• 任务说明:
- a) 请将方言语法文本中的“离开句子,很难对语法事实作出准确而全面的描写和解释。”一句译成英文。
- b) 请逐字抄录方言语法文本中从“作为《小句中枢说的方言实证》”起一直往下到“论著的语料,其出处随文注明。”为止的全部文字。
- c) 根据方言语法文本,厦门方言单音节形容词的三叠式表示什么意义?

• 文本节选:

+++++

小句中枢说的方言续证,本文主要内容关键词为:中枢论文,方言论文,此文献不代表本站观点,内容供学术参考,文章仅供参考阅读下载。
中图分类号:H146.3;H17
文献标识码:A
文章编号:1000-1263(2001)01-0013-10
零 导言
观察丰富多彩的方言,比较方言说法同北京话说法的差异,有助于加强一个认识,这就是:汉语语法,只有在词语入句之后,在动态的句管控中,才能充分展示各方面的规则。离开句子,很难对语法事实作出准确而全面的描写和解释。
作为《小句中枢说的方言实证》一文的续篇,本文讨论“叠用形式”、“‘把’字和‘有’字”、“比较和询问”三个方面的问题。为了节省篇幅,语料出处的标明采用简缩方式。比如,“厦门20页”,代表李荣先生主编《现代汉语方言大词典》的41种分卷本中《厦门方言词典·引论》第20页;“类编317页”,代表黄伯荣先生主编《汉语方言语法类编》第317页。引自其他论著的语料,其出处随文注明。
一 叠用形式
1.1 单音多叠
北京话里,单音词X的重叠采取二叠式:xx。有的方言,却可以采取三叠式或四叠式:xxx/xxxx。如果X分别是A(形容词)、V(动词)、或N(名词或名量词),就分别形成AAA/VVV/NNN等形式。这就是说,在相叠次数上,北京话和方言存在差异性。即:
北京话
方言
单音词重叠 xx xx
/xxx
/xxxx
看四个方言。
[甲]厦门方言
单音节形容词有三叠式,表示最高程度。例如:乌乌乌(极黑)│红红红(极红)│水水水(很美)│恶恶恶(糟透了,糟极了)│长长长(很长)│绿绿绿(厦门20页)

+++++

• 给定数据:

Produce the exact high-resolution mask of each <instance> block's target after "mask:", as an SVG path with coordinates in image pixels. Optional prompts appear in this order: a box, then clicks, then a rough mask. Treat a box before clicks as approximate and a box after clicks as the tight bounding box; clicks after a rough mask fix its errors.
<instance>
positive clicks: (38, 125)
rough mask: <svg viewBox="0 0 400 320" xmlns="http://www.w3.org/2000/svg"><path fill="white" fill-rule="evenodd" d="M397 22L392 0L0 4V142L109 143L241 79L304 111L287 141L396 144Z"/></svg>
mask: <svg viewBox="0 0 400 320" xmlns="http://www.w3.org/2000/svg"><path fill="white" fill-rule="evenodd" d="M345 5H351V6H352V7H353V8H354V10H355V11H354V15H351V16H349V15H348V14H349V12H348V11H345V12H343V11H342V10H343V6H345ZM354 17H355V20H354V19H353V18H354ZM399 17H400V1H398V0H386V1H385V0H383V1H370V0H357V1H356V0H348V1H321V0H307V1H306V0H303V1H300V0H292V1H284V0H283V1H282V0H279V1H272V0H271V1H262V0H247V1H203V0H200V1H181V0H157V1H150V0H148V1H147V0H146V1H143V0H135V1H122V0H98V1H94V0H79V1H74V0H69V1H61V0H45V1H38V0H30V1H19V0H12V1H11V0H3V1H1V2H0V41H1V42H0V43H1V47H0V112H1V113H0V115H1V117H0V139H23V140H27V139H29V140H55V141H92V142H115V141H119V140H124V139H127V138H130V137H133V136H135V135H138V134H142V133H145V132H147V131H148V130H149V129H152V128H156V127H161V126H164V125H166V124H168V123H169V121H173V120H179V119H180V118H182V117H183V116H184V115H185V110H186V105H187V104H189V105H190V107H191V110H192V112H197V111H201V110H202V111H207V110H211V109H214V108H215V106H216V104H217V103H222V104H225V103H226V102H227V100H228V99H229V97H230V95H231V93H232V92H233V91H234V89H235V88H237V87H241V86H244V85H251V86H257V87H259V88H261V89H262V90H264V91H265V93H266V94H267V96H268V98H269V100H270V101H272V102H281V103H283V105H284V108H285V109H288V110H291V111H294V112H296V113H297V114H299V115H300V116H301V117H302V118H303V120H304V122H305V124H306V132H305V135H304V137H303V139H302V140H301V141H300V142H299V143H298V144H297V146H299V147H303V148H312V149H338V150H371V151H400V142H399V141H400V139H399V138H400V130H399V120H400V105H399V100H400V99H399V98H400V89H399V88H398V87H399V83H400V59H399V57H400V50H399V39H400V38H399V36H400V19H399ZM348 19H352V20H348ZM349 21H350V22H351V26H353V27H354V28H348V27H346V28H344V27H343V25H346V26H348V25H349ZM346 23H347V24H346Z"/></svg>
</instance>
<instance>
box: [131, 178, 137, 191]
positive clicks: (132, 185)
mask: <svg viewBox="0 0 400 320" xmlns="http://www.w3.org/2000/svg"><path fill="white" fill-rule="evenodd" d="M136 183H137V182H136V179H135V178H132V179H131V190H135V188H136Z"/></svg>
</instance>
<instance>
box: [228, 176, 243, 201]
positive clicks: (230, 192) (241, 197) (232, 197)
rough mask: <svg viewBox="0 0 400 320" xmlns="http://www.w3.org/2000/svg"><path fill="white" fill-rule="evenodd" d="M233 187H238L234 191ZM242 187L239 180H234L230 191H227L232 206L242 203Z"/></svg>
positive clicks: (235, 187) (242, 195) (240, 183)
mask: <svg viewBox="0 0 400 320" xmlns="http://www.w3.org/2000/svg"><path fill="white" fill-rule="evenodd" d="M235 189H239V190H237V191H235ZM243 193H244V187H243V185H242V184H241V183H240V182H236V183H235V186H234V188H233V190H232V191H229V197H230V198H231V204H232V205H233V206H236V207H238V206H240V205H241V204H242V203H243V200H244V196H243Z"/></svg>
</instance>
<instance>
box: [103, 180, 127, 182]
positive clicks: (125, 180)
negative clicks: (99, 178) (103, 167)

+++++

• 答案列表:
- a) Apart from the sentence, it is difficult to give an accurate and comprehensive description and explanation of grammatical facts.

- b)
作为《小句中枢说的方言实证》一文的续篇,本文讨论“叠用形式”、“‘把’字和‘有’字”、“比较和询问”三个方面的问题。为了节省篇幅,语料出处的标明采用简缩方式。比如,“厦门20页”,代表李荣先生主编《现代汉语方言大词典》的41种分卷本中《厦门方言词典·引论》第20页;“类编317页”,代表黄伯荣先生主编《汉语方言语法类编》第317页。引自其他论著的语料,其出处随文注明。

- c) 表示最高程度。